DATA SECTION>

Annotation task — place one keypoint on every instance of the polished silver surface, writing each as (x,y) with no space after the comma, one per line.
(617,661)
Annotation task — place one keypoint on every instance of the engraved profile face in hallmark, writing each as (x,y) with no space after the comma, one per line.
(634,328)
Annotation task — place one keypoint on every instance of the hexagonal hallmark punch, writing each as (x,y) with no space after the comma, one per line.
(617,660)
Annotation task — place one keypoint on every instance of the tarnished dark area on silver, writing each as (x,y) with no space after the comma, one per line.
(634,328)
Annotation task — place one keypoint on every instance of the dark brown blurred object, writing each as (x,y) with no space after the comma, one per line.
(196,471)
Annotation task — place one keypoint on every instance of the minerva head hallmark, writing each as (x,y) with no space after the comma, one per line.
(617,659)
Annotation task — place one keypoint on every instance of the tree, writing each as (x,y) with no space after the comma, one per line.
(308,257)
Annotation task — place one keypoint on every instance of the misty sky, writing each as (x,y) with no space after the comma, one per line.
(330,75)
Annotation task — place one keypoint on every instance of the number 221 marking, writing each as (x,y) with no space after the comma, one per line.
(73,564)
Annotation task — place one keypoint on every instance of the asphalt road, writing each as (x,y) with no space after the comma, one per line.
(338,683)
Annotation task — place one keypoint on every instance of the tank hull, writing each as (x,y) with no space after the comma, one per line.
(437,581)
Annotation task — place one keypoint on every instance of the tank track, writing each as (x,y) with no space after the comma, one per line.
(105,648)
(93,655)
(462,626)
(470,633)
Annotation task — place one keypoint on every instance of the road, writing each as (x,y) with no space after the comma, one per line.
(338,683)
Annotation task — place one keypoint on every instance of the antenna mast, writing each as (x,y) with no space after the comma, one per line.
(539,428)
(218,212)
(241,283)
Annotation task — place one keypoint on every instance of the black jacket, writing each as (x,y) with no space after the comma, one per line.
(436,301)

==

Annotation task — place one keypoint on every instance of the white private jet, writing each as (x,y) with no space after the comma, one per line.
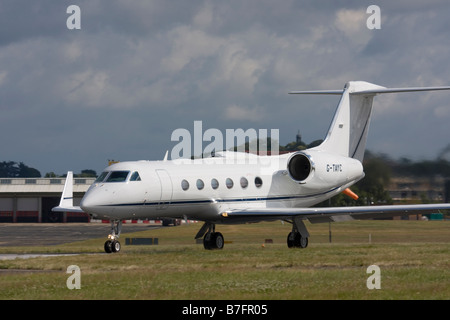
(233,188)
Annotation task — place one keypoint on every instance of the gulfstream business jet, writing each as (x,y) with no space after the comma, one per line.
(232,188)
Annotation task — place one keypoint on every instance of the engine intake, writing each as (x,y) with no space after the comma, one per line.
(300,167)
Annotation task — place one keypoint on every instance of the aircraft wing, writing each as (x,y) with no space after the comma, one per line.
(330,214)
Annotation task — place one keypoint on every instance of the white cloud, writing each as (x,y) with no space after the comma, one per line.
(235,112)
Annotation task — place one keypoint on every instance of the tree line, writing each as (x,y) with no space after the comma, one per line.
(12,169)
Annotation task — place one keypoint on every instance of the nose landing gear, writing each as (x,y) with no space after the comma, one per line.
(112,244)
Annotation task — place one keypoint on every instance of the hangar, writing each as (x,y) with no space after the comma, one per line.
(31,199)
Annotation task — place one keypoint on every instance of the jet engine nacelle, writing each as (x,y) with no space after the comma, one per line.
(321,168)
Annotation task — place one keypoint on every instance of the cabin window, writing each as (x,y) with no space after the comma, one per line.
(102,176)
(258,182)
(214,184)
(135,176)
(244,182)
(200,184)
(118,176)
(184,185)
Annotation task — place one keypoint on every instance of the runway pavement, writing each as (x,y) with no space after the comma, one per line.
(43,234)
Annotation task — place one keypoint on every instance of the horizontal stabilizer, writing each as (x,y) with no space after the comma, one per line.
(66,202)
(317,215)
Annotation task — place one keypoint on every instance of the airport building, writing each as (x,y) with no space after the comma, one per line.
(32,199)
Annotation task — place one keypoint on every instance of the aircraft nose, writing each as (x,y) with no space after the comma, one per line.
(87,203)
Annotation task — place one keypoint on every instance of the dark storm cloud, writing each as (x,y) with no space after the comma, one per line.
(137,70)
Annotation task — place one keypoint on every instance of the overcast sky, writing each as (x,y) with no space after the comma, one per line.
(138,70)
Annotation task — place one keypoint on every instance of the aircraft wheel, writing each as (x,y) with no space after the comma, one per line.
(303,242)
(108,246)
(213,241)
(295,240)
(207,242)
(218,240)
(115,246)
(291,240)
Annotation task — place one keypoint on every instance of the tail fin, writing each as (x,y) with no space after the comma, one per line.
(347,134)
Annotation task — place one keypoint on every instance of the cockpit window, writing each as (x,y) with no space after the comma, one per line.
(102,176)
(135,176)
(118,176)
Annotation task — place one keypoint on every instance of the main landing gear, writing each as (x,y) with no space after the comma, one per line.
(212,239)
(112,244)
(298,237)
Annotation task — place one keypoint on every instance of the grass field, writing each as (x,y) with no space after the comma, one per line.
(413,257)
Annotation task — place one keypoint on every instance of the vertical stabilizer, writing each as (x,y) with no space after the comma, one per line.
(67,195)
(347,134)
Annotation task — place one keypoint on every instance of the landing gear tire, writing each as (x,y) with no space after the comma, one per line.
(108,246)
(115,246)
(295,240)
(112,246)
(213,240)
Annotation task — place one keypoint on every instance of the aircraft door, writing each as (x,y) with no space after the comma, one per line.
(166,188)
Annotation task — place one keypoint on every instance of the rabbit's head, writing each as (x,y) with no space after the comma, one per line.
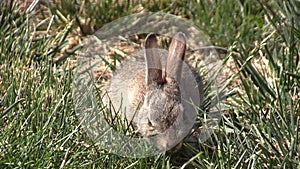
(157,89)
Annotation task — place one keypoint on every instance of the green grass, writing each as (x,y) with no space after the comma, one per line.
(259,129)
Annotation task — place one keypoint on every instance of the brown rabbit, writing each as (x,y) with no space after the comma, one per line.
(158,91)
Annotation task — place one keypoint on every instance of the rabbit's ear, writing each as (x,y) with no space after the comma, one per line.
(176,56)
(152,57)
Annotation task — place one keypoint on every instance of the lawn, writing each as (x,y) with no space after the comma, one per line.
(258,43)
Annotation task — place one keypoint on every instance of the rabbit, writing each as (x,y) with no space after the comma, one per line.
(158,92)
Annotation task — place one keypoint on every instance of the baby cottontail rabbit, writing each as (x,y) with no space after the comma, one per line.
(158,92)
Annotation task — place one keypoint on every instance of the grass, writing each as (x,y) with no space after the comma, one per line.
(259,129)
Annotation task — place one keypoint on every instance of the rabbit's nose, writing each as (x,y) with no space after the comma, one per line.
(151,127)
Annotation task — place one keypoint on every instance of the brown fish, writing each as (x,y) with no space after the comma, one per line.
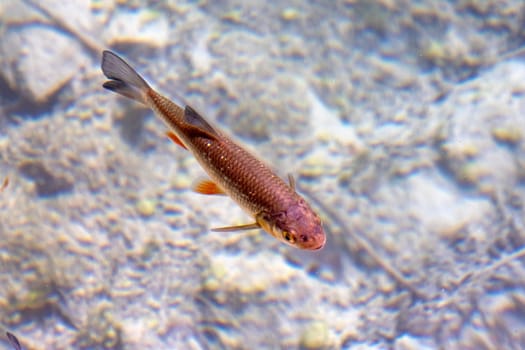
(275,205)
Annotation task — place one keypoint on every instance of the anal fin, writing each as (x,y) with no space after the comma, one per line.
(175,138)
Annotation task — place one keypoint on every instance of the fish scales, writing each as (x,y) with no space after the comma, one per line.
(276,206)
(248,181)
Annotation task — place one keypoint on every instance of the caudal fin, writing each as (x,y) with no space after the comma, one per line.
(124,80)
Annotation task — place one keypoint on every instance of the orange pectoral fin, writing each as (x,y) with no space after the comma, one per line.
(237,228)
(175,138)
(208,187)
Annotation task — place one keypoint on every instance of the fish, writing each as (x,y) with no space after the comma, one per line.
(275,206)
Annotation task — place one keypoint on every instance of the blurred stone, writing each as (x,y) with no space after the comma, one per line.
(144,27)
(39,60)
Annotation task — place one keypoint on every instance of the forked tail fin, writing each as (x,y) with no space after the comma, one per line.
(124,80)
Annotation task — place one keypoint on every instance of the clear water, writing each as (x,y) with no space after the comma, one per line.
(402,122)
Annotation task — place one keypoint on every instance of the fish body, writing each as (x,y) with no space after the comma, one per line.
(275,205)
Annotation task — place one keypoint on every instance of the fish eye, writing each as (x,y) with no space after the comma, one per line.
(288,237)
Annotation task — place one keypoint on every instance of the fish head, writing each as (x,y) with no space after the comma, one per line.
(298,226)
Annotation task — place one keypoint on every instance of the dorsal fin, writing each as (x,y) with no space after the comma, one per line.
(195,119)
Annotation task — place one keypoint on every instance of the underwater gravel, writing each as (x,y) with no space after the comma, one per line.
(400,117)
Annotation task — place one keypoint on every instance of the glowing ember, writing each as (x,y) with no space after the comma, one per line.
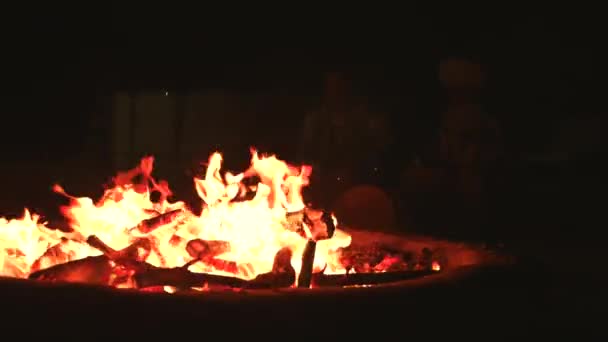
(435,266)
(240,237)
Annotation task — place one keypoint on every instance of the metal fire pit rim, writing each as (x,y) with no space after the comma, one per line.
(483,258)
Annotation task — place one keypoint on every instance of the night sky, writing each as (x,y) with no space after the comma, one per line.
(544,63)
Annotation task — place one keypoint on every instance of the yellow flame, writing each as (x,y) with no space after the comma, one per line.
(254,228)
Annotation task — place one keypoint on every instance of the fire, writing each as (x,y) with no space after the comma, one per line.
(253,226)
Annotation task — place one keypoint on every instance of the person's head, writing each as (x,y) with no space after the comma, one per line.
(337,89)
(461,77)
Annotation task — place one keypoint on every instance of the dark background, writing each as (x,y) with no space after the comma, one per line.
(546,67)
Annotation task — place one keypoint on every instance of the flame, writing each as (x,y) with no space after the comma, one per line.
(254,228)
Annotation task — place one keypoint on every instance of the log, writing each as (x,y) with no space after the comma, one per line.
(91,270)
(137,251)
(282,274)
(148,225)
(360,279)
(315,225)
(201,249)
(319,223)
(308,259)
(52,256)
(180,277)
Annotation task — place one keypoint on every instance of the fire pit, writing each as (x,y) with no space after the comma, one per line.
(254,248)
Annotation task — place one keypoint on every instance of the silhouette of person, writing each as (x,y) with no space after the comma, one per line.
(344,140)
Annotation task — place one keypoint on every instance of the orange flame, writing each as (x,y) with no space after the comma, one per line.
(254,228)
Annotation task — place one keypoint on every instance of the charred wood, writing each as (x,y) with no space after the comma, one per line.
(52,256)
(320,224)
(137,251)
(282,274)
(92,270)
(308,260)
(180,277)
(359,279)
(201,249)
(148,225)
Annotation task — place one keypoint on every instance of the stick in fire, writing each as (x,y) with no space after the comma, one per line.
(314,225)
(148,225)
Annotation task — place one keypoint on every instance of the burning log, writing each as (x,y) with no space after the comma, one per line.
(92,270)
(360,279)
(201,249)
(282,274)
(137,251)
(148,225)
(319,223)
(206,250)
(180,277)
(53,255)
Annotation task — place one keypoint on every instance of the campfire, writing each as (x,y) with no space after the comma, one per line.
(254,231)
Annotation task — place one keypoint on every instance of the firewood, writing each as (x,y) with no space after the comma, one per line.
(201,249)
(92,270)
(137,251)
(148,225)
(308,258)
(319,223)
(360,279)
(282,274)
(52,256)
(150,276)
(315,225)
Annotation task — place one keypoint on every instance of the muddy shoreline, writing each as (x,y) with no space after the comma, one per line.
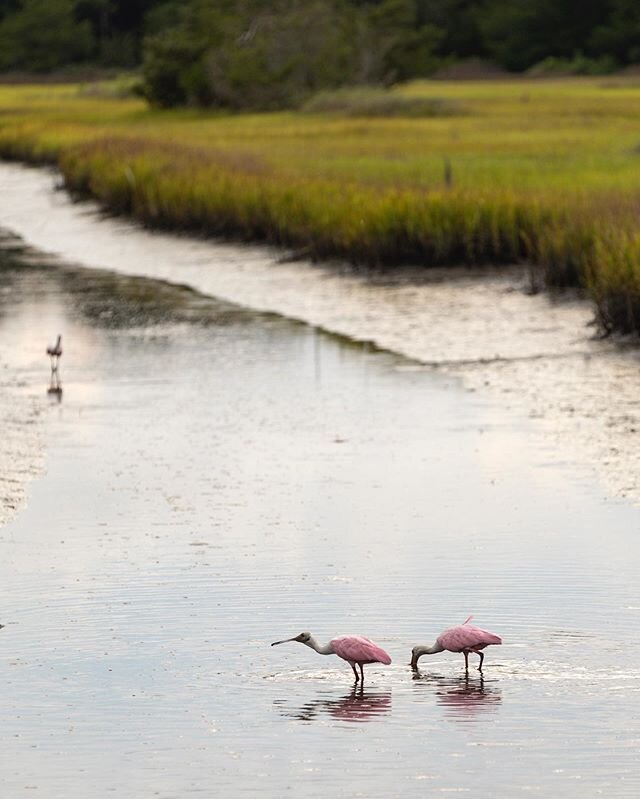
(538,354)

==

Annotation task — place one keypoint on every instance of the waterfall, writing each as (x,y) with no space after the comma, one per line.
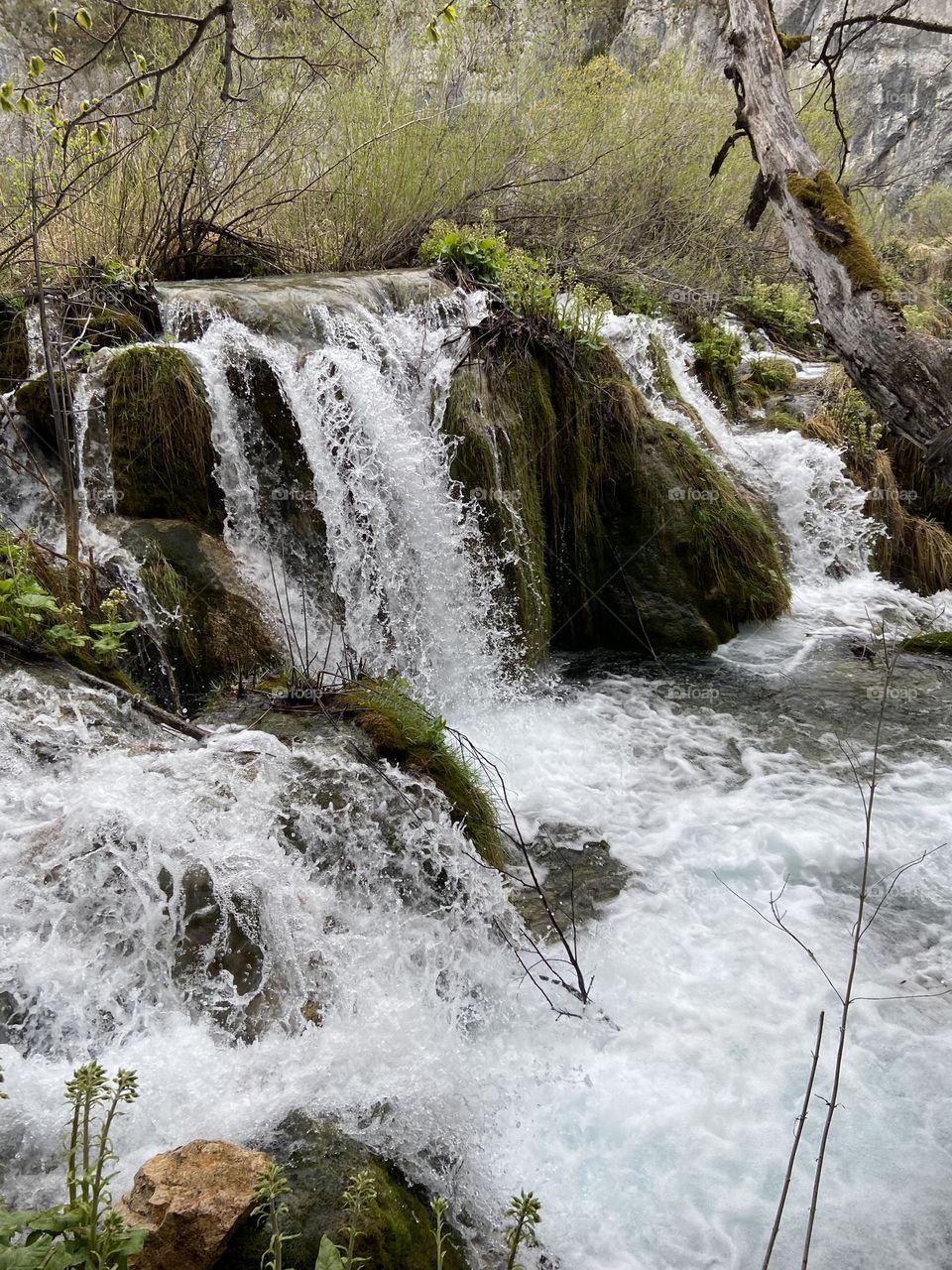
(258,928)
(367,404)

WORK TO COMPLETE> Report every line in the rows above that contains the word "stabilizer", copying each of those lines in full.

COMPLETE OUTPUT>
Annotation task — place one keypoint on every instance of the horizontal stabilizer, writing each as (x,y) with no space after the comma, one per line.
Annotation task — place one keypoint on every instance of the vertical stabilizer, writing each as (x,y) with no space after the comma, one per line.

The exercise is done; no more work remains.